### WHAT YOU NEED TO DO
Copy every one of the lines below word for word, from the first through the last.

### PROVIDED RECORDS
----

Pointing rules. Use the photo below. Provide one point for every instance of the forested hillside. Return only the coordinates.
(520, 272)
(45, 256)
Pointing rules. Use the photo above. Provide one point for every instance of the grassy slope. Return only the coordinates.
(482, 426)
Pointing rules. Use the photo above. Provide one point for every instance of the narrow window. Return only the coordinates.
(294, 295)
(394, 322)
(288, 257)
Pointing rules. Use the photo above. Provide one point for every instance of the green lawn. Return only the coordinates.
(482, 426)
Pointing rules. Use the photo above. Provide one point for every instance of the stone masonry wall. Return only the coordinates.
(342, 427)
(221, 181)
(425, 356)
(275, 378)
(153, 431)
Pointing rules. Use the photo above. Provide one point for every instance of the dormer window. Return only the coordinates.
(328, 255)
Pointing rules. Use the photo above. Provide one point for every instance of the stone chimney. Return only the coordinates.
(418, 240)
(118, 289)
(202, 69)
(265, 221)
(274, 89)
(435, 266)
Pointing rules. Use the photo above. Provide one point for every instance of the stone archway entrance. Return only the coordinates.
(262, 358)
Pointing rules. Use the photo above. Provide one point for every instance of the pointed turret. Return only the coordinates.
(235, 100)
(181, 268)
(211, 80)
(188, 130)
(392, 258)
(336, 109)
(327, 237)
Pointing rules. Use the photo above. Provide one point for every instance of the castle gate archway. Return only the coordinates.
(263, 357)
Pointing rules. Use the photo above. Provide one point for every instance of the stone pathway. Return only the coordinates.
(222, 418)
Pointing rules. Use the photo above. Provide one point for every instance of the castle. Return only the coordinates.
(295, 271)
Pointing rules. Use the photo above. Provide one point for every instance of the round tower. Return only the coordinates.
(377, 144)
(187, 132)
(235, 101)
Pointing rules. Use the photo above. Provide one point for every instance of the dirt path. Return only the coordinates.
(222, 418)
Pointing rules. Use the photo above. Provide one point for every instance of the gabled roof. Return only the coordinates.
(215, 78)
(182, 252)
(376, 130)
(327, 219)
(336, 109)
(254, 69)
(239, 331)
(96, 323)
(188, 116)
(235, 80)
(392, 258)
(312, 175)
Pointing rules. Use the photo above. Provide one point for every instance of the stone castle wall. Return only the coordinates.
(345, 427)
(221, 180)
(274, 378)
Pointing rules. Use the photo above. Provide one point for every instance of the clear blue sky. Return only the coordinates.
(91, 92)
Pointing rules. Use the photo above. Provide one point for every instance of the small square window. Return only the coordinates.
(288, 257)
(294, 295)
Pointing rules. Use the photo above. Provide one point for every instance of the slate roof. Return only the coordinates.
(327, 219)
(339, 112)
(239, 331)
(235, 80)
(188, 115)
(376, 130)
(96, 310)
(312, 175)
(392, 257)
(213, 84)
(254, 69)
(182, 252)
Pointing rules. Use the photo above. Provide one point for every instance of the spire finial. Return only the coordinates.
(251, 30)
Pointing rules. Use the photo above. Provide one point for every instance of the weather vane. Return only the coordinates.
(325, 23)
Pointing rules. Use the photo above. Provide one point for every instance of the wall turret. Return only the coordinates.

----

### SOLUTION FOR THIS TASK
Pointing rules. Use the photo below. Provide one point for every instance of the forested hillside. Return only the coordinates.
(520, 272)
(45, 256)
Pointing rules. Use the photo above. Provide one point for every instance of the grassy slope. Return only the coordinates.
(482, 426)
Pointing rules. Use the photo above. Provide one point for every instance of the narrow window. Return only the coordinates.
(294, 295)
(394, 322)
(288, 257)
Pointing rules. Use the photo above. Provide one point for every instance of the green lawn. Return only the coordinates.
(482, 426)
Pointing rules. Use the photo above. Provide one point for every instance of the stone masonry wall. Return only the coordinates.
(342, 427)
(221, 181)
(425, 356)
(275, 378)
(153, 431)
Pointing rules. Use the photo above. Provide one point for every instance of the dormer window. Return only the coordinates.
(328, 255)
Pointing rules. Use the photo above. Provide one point for every instance of the stone chimney. Return only the coordinates.
(418, 240)
(118, 289)
(202, 69)
(265, 221)
(274, 89)
(435, 266)
Pointing rules. Use the photo above. Provide one point for every instance of the stone archway entrance. Return only the coordinates.
(262, 358)
Pointing rules. Use the photo above. Provide one point for every instance of the pointed turret. Return only the coordinates.
(235, 100)
(181, 268)
(211, 80)
(188, 130)
(392, 258)
(336, 109)
(327, 237)
Pointing rules. Use the photo above. Provide one point for every instance of the castle gate archway. Return only the coordinates.
(263, 357)
Pointing rules. Use the photo above. Provide one point for every instance of the stone pathway. Return only the coordinates.
(222, 418)
Pointing rules. Use the photo above. Provide one point for every instance of the castle. Return only the coordinates.
(295, 271)
Pointing rules. Use the photo above. Provide one point for every instance of the round tower. Return only the coordinates.
(377, 144)
(187, 132)
(235, 101)
Pointing rules. Use the photo above. Provide one point for every instance of the dirt path. Return only the coordinates.
(222, 418)
Pointing rules. Use the photo above. Provide one point for every instance of the gabled roof. Return only the coordinates.
(215, 78)
(182, 252)
(376, 130)
(327, 219)
(336, 109)
(254, 69)
(239, 331)
(96, 323)
(188, 116)
(235, 80)
(392, 258)
(312, 175)
Pointing rules. Use the photo above. Provide one point for every instance of the stone castle wall. Return only the coordinates.
(345, 427)
(221, 180)
(274, 378)
Pointing rules. Use the photo above. Provide one point for every instance of the clear blue sky. Return only the coordinates.
(91, 92)
Pointing rules. Use the photo above. Provide one point for every instance of the small square window. Return only the coordinates.
(288, 257)
(294, 295)
Pointing rules. Use the photo above. Provide one point for every instance of the slate roof. Return only the coordinates.
(327, 219)
(339, 112)
(239, 331)
(235, 80)
(188, 115)
(376, 130)
(96, 310)
(312, 175)
(392, 257)
(213, 84)
(254, 69)
(182, 252)
Pointing rules. Use the photo above. Provide one point for every instance of the spire finial. Return only the coordinates.
(251, 30)
Pointing rules. Use the photo above. Provide one point for every instance of the weather vane. Return only the coordinates.
(325, 23)
Pointing rules. Use the photo above. Provide one point for every instance of the wall turret. Return only the coordinates.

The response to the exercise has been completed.